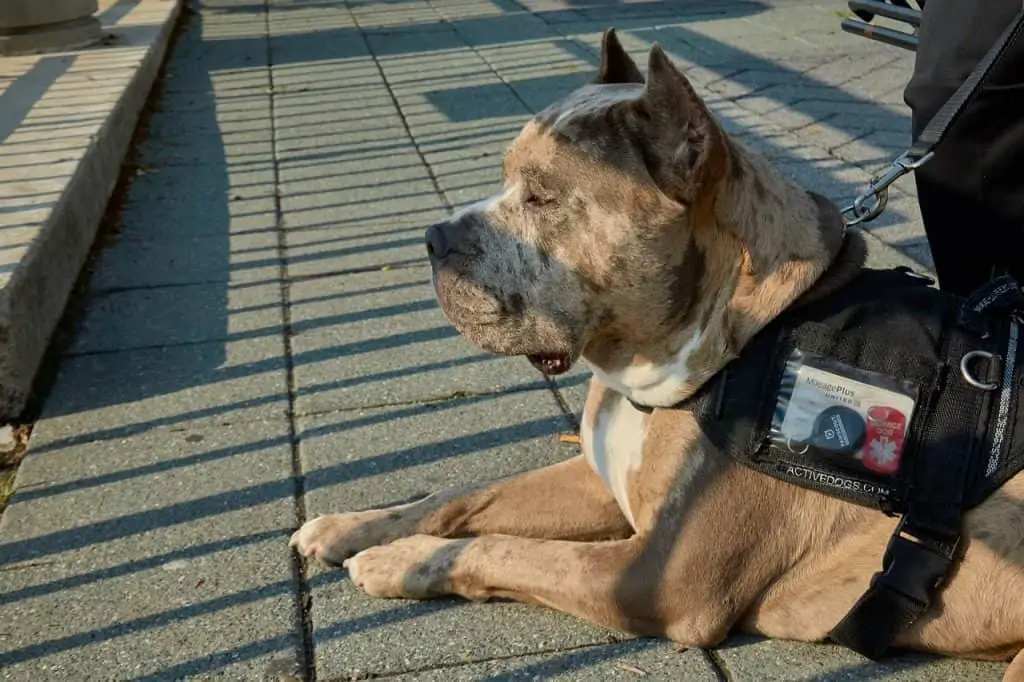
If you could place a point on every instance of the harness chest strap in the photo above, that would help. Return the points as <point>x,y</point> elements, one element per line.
<point>960,444</point>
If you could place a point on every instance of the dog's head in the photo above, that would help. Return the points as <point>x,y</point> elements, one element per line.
<point>604,240</point>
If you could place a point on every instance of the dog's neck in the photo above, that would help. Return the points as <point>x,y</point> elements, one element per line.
<point>767,244</point>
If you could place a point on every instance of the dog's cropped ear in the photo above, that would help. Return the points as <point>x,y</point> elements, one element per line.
<point>687,148</point>
<point>616,66</point>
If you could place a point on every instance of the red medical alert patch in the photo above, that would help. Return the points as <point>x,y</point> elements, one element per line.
<point>884,443</point>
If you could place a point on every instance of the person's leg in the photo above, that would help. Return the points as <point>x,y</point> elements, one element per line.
<point>972,193</point>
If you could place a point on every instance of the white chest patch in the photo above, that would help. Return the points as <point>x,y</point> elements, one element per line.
<point>647,383</point>
<point>612,443</point>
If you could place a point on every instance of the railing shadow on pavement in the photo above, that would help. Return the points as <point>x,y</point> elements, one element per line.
<point>210,366</point>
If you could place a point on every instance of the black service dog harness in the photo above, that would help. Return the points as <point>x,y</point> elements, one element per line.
<point>890,394</point>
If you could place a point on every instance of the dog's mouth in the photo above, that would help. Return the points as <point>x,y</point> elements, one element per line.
<point>551,364</point>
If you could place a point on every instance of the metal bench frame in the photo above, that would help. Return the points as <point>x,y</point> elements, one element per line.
<point>898,10</point>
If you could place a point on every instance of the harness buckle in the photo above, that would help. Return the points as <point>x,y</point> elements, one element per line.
<point>869,205</point>
<point>915,564</point>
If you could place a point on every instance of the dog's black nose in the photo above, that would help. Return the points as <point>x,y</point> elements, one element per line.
<point>436,244</point>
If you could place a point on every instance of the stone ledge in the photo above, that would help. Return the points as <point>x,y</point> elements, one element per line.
<point>67,120</point>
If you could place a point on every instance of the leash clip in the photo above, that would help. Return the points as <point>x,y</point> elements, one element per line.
<point>869,205</point>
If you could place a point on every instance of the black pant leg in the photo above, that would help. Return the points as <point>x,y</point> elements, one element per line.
<point>972,193</point>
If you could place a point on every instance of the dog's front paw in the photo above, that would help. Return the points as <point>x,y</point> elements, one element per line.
<point>415,567</point>
<point>334,538</point>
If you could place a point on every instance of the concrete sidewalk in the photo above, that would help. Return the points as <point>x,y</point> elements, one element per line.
<point>260,341</point>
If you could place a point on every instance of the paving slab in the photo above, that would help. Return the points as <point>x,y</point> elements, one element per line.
<point>307,140</point>
<point>170,315</point>
<point>108,396</point>
<point>211,200</point>
<point>163,558</point>
<point>377,338</point>
<point>637,659</point>
<point>366,458</point>
<point>753,659</point>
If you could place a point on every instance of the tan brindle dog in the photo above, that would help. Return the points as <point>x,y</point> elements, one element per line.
<point>633,232</point>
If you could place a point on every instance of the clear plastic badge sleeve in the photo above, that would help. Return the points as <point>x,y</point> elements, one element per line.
<point>850,417</point>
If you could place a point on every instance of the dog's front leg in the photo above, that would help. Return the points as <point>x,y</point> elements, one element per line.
<point>563,501</point>
<point>610,583</point>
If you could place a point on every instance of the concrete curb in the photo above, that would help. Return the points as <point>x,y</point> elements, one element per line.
<point>34,297</point>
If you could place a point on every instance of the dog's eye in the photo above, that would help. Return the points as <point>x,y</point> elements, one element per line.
<point>537,199</point>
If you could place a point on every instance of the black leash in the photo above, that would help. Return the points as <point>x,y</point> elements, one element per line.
<point>869,205</point>
<point>924,547</point>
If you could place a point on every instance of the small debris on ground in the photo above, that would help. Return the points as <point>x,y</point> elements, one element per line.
<point>632,669</point>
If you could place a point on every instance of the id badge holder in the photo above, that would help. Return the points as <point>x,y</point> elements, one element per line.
<point>843,415</point>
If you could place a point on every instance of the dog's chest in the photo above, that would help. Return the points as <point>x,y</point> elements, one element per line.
<point>612,435</point>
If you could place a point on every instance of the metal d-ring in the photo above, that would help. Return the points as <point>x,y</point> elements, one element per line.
<point>788,445</point>
<point>966,370</point>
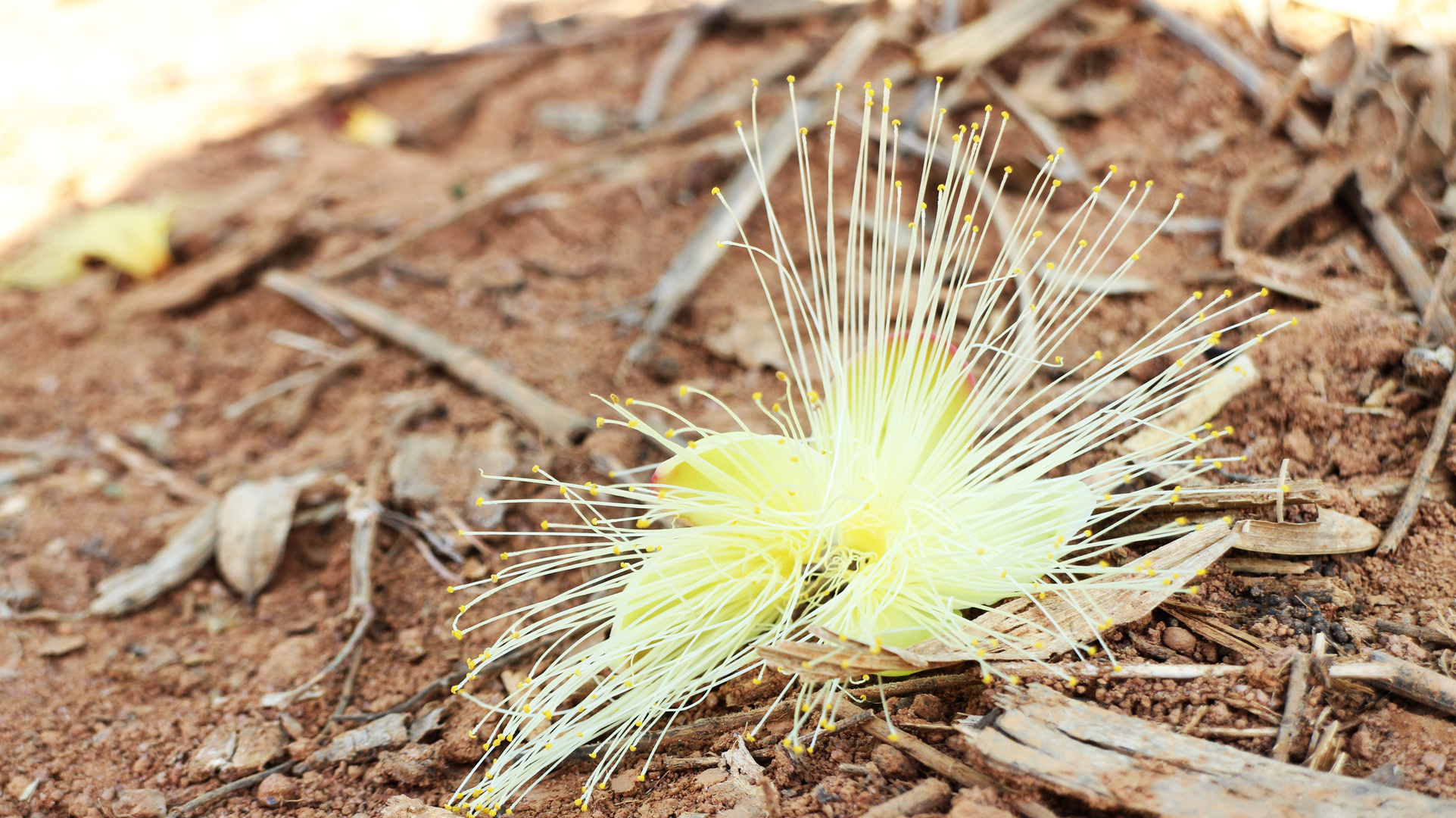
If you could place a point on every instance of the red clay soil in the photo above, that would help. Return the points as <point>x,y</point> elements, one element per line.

########

- **Problem to work on**
Convert the data above into a numbered list with one line per item, leaving out blank lines and the pictures.

- **Exercise response**
1. If you could place a point on every instance of the harness chest strap in the photo above, that would help. Return the points as <point>x,y</point> elements, one element per line.
2. <point>960,444</point>
3. If you could place a point on every instance of the dog's head in the photo above, that would help. Return the points as <point>x,y</point> elements, one element per line.
4. <point>604,240</point>
5. If you could place a point on every instance of the dog's neck in the photo above, that would help. Return the points as <point>x,y</point> elements, one element per line.
6. <point>767,244</point>
7. If you could place a point on every instance of the dog's cropped ear in the photo above, that would help. Return the points as <point>x,y</point> elements, one element per line.
8. <point>687,148</point>
9. <point>616,66</point>
10. If you could place a point on every instance of the red medical alert patch in the photo above, that would help. Return the points as <point>x,y</point> elements, one element per line.
11. <point>884,443</point>
12. If you could place a point on every instance of the person's leg in the photo above, that would help. Return the points as <point>x,y</point> elements, one element per line.
13. <point>972,193</point>
14. If you could place a point on every instance of the white chest patch in the photo above, that would help. Return the points as <point>x,y</point> elements, one element per line.
15. <point>647,383</point>
16. <point>612,443</point>
17. If you could place a point on every instance of the railing shadow on pavement in the photo above, that would help. Return the points as <point>x,y</point> elements, one element per line.
18. <point>210,366</point>
19. If you could place a point on every instance of the black service dog harness in the photo above, that would help. Return the points as <point>x,y</point> elements, one element per line.
20. <point>890,394</point>
21. If you could place a point on every instance of the dog's mouth in the photo above, that would help. Return the points as <point>x,y</point> elements, one element per line.
22. <point>551,364</point>
23. If you could place a point on every instance of the metal bench frame in the photo above, that would help. Return the points as <point>x,y</point> elements, one element per line.
24. <point>898,10</point>
25. If you could place a point on every instance of the harness buckle in the photo above, that would help. Return the points as <point>x,y</point> elements, one element per line.
26. <point>869,205</point>
27. <point>915,564</point>
28. If you could place a point on every instance of the dog's black nose in the photo above, that would help. Return the points as <point>x,y</point> elements, one element per line.
29. <point>436,244</point>
30. If you could place a point on every instance of the stone ledge in the photo above, that would help. Return the points as <point>x,y</point> elements, one element per line.
31. <point>67,120</point>
32. If you could place a point on every instance of the leash clip in the photo above, that would help. Return the points as <point>x,y</point> elements, one element per line.
33. <point>869,205</point>
34. If you could place a point on every instance of the black pant leg in the photo above, that would help. Return the points as <point>x,y</point> elements, one element per line.
35. <point>972,193</point>
36. If you could place a point on every instance of the dog's front paw in the photo above, that would help. Return the points as <point>x,y</point> elements, one element per line.
37. <point>415,567</point>
38. <point>334,538</point>
39. If you could place a point on every instance of the concrete sidewalk in the photo above, that would help. Return the points as <point>x,y</point> elements, one element per line.
40. <point>260,341</point>
41. If you could place a point on every instance of the paving slab in the photo above, that would help. Return the points as <point>x,y</point> elements, one element per line.
42. <point>307,140</point>
43. <point>170,315</point>
44. <point>108,396</point>
45. <point>211,200</point>
46. <point>163,558</point>
47. <point>377,338</point>
48. <point>637,659</point>
49. <point>366,458</point>
50. <point>753,659</point>
51. If you could place a point on every instance of the tan brindle dog in the photo above, that would help. Return the points as <point>x,y</point> elements, one element per line.
52. <point>633,232</point>
53. If you could place a point on every instance of the clear plastic badge sleeve in the photo above, that would help. Return the points as <point>x,y</point> elements, one element per line.
54. <point>850,417</point>
55. If you could place a point on every instance of the dog's front leg in the photo above, that would help. Return the points as <point>x,y</point> elements, one element per line.
56. <point>563,501</point>
57. <point>610,583</point>
58. If you could place a point on every instance of the concrete curb in the photo above, that would help. Return the points as <point>x,y</point> elements, one element per line.
59. <point>34,297</point>
60. If you could place a point on every instance of the dog's eye in the photo above, that would help. Return the points as <point>x,y</point> elements, one element per line.
61. <point>537,199</point>
62. If you could place a point on every instance of the black leash in the photo above, that would help. Return the points as <point>x,y</point> elements, one element per line.
63. <point>869,205</point>
64. <point>924,547</point>
65. If you could place a point on every instance of the small debris on ground in the photo above, that would help. Return the points as <point>x,y</point> elements, one element per line.
66. <point>632,669</point>
67. If you could place a point on every instance of the id badge holder in the photo above, that would help. Return the points as <point>x,y</point> elements, one element per line.
68. <point>843,415</point>
69. If you could place a point on every instance of the dog's chest in the photo above, that would help. Return the points as <point>x,y</point> elements, one element per line.
70. <point>612,435</point>
71. If you could place a point on every instance of the metal d-ring in the photo above, that would help. Return the points as <point>x,y</point> elements, one element per line.
72. <point>788,445</point>
73. <point>966,370</point>
74. If you could place a point on every instance of the red clay soil in the photo above, that would help. Return the points as <point>x,y</point> elements, one element per line.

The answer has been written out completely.